## What to do
- 1) Return the part of the review of The Visit starting at "It's not likely" and ending at "with many rewards.", copied word for word.
- 2) According to the review of The Visit, who directed the film?
- 3) For each statement, say whether it agrees with the review of The Visit, and quote the words that settle it: (a) The film includes slow-motion shots of people in motion. (b) The film has a complicated structure. (c) The film is suited to viewers who are easily distracted.

So, the aliens have landed.
Well, not really. But let's for a moment say they have. E.T.s are in town, and they're ready to talk. To whom do they converse? Who do we, collectively, send out to initiate the initial chat? And what would we even talk about?
Consider The Visit, directed by Michael Madsen, as a speculative documentary. It plays as a delightfully playful thought experiment that's treated with the seriousness required. This is heady stuff, and The Visit manages to make a meal of it.
Structurally it's fairly simple. We, in the point-of-view of the camera, are said aliens. We, the audience, are placed in a position to confront, or at least converse, with a series of political and military leaders. We meet the United Nations personnel charged with this exact situation, and hear from the SETI scientists who have spent years asking just how we should behave during first contact. We see government spokespersons struggling with messaging, and hear from members of the military who struggle to articulate how a race that has the weaponry to annihilate itself with destructive weaponry can itself be trusted during this face-to-face talk.
Interspersed with these interviews are dreamy, slow-motion shots of people in motion. It's a slightly affected way of getting across our shared humanity, but it does give the film a surreal air. Other shots with a man in an environment suit coming to terms with the truly alien echo the likes of 2001: A Space Odyssey, especially a scene in that film in which a Victorian parlour is used to make sense of the flying beams of light incomprehensible to our meagre ape brains. Here we get strange, pointed cones in an anechoic chamber or the towering stacks in a library. We're in places that we've made as a species, and yet in this context they feel very alien indeed.
In terms of an arc of a story, there's not much that the film does. It perhaps could have been just as effective as a shorter piece, getting to its point about the strangeness of the encounter and the earth-shattering effect that the visitation would have. On the other hand, its laconic pace makes one feel a bit like floating in space, drawn into the gravity of the situation, taken in by the immense implications of what's at play.
It's not likely that you've seen a film like The Visit before. A deeply cerebral film, it's nonetheless an entertaining one with compelling imagery and a fascinating premise. This speculative documentary is not for those easily distracted, but for those willing to take on the voyage into the unknown. It's a journey with many rewards.

## Items listed in a dataset

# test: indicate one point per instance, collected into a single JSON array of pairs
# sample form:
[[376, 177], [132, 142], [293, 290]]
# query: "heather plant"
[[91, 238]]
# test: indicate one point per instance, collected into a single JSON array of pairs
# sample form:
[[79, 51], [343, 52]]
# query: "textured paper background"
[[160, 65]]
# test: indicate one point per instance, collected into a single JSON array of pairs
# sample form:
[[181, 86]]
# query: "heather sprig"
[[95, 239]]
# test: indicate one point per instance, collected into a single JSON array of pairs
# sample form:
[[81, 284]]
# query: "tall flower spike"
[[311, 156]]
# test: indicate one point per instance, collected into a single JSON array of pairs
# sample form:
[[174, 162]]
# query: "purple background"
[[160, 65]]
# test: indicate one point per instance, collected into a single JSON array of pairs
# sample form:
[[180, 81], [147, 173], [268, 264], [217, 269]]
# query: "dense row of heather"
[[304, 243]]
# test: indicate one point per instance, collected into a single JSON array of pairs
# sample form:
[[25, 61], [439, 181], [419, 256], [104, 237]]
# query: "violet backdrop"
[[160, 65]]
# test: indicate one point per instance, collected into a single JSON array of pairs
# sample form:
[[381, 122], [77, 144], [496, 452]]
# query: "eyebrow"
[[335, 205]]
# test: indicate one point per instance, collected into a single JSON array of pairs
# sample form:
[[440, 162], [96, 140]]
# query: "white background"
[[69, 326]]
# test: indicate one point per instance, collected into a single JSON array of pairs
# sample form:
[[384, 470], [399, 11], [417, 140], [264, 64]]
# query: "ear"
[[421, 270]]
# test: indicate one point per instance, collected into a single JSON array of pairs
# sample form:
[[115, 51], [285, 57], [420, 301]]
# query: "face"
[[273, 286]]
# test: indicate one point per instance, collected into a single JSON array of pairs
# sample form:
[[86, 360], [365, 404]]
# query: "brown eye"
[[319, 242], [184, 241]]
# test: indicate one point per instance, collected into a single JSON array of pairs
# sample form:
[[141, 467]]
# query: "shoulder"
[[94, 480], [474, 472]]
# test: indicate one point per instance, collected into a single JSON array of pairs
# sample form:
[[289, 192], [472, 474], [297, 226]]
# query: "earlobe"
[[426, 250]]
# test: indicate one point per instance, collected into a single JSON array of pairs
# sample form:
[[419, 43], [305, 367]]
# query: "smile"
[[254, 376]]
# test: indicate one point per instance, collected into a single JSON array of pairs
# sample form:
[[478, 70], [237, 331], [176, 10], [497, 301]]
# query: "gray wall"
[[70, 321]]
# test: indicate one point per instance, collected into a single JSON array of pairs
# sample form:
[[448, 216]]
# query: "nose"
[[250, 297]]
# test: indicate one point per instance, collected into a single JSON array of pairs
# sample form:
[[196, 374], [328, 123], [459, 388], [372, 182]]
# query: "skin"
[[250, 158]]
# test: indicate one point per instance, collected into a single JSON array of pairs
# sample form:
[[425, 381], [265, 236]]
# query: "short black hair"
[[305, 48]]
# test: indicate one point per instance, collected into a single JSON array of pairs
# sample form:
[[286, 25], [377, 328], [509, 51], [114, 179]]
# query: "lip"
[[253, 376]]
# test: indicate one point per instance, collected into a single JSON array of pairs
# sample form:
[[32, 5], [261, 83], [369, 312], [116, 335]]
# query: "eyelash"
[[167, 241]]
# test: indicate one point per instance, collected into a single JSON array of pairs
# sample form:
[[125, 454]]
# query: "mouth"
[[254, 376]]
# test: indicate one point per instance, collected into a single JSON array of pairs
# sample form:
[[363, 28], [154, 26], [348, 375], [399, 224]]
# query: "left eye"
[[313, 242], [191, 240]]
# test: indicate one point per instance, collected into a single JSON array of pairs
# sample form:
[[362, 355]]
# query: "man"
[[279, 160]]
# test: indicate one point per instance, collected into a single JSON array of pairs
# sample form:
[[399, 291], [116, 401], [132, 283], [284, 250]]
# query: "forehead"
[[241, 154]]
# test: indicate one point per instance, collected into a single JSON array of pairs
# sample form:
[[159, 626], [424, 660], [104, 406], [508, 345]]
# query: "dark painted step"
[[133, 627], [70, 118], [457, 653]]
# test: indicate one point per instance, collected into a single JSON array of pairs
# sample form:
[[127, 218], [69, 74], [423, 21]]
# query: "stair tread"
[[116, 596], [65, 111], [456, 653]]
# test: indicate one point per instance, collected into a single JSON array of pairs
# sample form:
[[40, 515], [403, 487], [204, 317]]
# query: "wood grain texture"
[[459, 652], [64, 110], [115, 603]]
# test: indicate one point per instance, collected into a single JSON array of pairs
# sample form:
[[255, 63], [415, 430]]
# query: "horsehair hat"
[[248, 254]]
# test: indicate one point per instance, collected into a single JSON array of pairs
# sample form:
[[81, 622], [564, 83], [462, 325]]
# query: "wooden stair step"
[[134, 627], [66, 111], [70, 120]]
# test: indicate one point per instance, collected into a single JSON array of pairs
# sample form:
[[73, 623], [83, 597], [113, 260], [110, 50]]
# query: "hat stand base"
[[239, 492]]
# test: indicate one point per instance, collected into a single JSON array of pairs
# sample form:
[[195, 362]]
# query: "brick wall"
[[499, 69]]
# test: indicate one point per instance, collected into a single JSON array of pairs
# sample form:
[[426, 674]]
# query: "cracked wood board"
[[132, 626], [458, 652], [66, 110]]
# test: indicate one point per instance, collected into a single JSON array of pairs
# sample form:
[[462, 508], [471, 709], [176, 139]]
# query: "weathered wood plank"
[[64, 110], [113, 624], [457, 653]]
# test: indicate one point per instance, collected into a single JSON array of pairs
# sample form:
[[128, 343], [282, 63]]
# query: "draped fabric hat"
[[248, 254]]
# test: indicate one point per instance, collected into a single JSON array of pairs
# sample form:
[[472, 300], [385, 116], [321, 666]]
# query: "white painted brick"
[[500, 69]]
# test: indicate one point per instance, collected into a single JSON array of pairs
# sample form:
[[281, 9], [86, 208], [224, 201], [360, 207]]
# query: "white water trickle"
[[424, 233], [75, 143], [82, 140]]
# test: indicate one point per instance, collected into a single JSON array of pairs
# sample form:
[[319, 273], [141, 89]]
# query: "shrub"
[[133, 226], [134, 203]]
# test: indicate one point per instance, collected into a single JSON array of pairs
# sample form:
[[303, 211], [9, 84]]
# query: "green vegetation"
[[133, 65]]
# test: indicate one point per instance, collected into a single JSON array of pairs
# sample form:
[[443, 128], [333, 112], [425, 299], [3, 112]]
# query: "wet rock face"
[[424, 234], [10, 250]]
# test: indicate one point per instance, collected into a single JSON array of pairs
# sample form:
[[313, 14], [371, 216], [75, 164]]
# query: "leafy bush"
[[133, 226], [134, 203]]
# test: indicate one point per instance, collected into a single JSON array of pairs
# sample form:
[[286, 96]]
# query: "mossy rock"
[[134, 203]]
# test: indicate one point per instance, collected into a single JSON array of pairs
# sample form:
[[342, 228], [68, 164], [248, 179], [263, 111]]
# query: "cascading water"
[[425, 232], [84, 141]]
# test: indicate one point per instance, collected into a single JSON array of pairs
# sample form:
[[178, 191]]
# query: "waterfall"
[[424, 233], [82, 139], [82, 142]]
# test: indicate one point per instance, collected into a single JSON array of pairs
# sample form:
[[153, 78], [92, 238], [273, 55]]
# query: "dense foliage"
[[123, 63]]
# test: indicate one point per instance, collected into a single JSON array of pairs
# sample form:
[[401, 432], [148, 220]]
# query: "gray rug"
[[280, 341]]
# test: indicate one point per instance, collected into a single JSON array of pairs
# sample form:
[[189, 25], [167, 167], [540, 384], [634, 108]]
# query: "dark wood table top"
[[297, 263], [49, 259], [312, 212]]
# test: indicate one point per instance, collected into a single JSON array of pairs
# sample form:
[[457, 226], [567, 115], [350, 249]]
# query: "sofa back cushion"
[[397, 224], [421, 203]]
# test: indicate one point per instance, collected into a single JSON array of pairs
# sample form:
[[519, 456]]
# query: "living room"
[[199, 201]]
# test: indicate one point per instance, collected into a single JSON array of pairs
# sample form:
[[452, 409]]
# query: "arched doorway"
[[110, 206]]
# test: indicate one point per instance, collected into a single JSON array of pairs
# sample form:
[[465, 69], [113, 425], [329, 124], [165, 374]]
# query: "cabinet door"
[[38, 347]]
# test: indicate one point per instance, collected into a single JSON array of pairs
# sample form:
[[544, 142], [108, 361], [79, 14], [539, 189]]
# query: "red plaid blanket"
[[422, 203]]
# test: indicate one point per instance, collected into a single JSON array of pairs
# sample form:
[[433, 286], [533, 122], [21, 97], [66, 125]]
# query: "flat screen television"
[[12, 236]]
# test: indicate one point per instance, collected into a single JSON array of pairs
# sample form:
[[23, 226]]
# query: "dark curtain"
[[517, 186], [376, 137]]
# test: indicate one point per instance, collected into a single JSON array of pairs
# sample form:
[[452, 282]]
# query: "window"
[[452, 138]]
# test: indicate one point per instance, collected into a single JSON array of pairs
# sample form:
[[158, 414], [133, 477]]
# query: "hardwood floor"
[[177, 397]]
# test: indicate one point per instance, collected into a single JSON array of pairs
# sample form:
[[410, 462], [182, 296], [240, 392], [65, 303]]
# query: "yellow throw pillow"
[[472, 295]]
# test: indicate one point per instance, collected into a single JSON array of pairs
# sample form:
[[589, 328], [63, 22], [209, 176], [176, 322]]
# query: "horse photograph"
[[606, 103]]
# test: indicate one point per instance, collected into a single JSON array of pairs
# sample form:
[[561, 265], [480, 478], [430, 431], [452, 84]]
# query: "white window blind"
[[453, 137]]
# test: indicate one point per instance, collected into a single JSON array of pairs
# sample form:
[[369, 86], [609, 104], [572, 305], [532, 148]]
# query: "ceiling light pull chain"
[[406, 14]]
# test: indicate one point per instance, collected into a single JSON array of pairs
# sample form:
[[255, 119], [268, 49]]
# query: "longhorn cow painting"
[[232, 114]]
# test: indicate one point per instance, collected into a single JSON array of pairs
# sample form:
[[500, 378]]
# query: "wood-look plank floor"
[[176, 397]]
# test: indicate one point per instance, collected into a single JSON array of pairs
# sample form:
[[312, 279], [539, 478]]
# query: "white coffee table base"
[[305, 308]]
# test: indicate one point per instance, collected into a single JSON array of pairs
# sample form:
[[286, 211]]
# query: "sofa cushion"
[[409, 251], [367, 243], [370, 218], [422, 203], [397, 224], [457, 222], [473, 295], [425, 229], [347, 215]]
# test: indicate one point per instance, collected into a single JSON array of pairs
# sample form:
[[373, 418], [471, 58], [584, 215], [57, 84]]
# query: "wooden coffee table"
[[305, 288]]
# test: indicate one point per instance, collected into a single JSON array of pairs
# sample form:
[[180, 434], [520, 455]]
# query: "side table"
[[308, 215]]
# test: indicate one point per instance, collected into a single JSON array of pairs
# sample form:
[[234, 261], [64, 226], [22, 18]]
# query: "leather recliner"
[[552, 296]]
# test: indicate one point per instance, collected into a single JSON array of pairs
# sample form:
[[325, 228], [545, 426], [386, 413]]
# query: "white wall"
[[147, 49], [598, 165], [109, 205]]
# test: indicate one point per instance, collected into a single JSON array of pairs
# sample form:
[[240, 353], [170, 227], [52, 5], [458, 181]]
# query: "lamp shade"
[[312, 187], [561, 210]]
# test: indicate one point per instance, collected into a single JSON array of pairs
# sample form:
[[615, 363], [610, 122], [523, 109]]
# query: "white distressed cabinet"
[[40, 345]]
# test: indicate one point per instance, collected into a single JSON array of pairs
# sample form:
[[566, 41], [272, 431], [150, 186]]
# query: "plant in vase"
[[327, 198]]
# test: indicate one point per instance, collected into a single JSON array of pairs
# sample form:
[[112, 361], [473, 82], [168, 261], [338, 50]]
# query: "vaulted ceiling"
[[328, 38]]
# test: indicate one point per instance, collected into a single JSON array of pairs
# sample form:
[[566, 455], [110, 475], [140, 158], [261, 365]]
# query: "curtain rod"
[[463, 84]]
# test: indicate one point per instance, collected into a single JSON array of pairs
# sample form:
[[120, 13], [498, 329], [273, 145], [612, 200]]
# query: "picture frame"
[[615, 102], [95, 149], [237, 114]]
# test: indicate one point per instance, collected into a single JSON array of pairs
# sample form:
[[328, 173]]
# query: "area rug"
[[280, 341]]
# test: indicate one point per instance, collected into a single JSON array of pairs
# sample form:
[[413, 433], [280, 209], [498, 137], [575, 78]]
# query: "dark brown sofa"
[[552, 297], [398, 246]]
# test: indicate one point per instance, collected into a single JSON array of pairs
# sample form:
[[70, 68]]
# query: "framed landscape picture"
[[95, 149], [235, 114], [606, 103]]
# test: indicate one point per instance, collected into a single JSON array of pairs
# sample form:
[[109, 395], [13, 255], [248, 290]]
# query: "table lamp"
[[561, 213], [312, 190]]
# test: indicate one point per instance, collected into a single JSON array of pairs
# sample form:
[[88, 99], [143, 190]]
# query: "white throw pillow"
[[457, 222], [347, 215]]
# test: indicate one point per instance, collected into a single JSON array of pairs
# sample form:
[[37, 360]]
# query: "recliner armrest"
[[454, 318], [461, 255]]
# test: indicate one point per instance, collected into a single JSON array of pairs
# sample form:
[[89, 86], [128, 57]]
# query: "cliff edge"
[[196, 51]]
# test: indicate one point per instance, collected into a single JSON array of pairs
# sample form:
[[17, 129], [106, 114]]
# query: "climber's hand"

## Answers to the exercise
- 1)
It's not likely that you've seen a film like The Visit before. A deeply cerebral film, it's nonetheless an entertaining one with compelling imagery and a fascinating premise. This speculative documentary is not for those easily distracted, but for those willing to take on the voyage into the unknown. It's a journey with many rewards.

- 2) Michael Madsen

- 3)
(a) Yes: "Interspersed with these interviews are dreamy, slow-motion shots of people in motion."
(b) No: "Structurally it's fairly simple."
(c) No: "This speculative documentary is not for those easily distracted"